● GIVEN TEXT:
◆ ◆ ◆
2003-10-14 Thread Marko Karppinen
On 8.10.2003, at 21:31, Bruce Momjian wrote:
Well, this is really embarassing.  I can't imagine why we would not set
at least -O on all platforms.  Looking at the template files, I see
these have no optimization set:

darwin
Regarding Darwin optimizations, Apple has introduced a -fast flag in 
their GCC 3.3 version that they recommend when compiling code for their 
new G5 systems. Because of this, I foresee a lot of people defining 
CFLAGS=-fast on their systems.

This is problematic for PostgreSQL, however, since the -fast flag is 
the equivalent of:

-O3 -falign-loops-max-skip=15 -falign-jumps-max-skip=15 
-falign-loops=16 -falign-jumps=16 -falign-functions=16 -malign-natural 
-ffast-math -fstrict-aliasing -frelax-aliasing -fgcse-mem-alias  
-funroll-loops -floop-transpose -floop-to-memset -finline-floor 
-mcpu=G5 -mpowerpc64 -mpowerpc-gpopt -mtune=G5 -fsched-interblock 
-fload-after-store  --param max-gcse-passes=3  -fno-gcse-sm  
-fgcse-loop-depth -funit-at-a-time  -fcallgraph-inlining  
-fdisable-typechecking-for-spec

At least the --fast-math part causes problems, seeing that PostgreSQL 
actually checks for the __FAST_MATH__ macro to make sure that it isn't 
turned on. There might be other problems with Apple's flags, but I 
think that the __FAST_MATH__ check should be altered.
◆ ◆ ◆
● DATA:
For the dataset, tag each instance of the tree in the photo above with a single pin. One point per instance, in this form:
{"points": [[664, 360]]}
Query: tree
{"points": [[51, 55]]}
◆ ◆ ◆
● SHORT PROBLEM 1: In the mailing list post about Apple's -fast flag, which macro does PostgreSQL check for to make sure that fast math isn't turned on?
● SHORT PROBLEM 2: Write out everything in the mailing list post from "-O3 -falign-loops-max-skip=15 -falign-jumps-max-skip=15" down to "should be altered.".
Nothing in the listing is needed here.

● WRITTEN REPLY 1: The __FAST_MATH__ macro.

● WRITTEN REPLY 2:
-O3 -falign-loops-max-skip=15 -falign-jumps-max-skip=15 
-falign-loops=16 -falign-jumps=16 -falign-functions=16 -malign-natural 
-ffast-math -fstrict-aliasing -frelax-aliasing -fgcse-mem-alias  
-funroll-loops -floop-transpose -floop-to-memset -finline-floor 
-mcpu=G5 -mpowerpc64 -mpowerpc-gpopt -mtune=G5 -fsched-interblock 
-fload-after-store  --param max-gcse-passes=3  -fno-gcse-sm  
-fgcse-loop-depth -funit-at-a-time  -fcallgraph-inlining  
-fdisable-typechecking-for-spec

At least the --fast-math part causes problems, seeing that PostgreSQL 
actually checks for the __FAST_MATH__ macro to make sure that it isn't 
turned on. There might be other problems with Apple's flags, but I 
think that the __FAST_MATH__ check should be altered.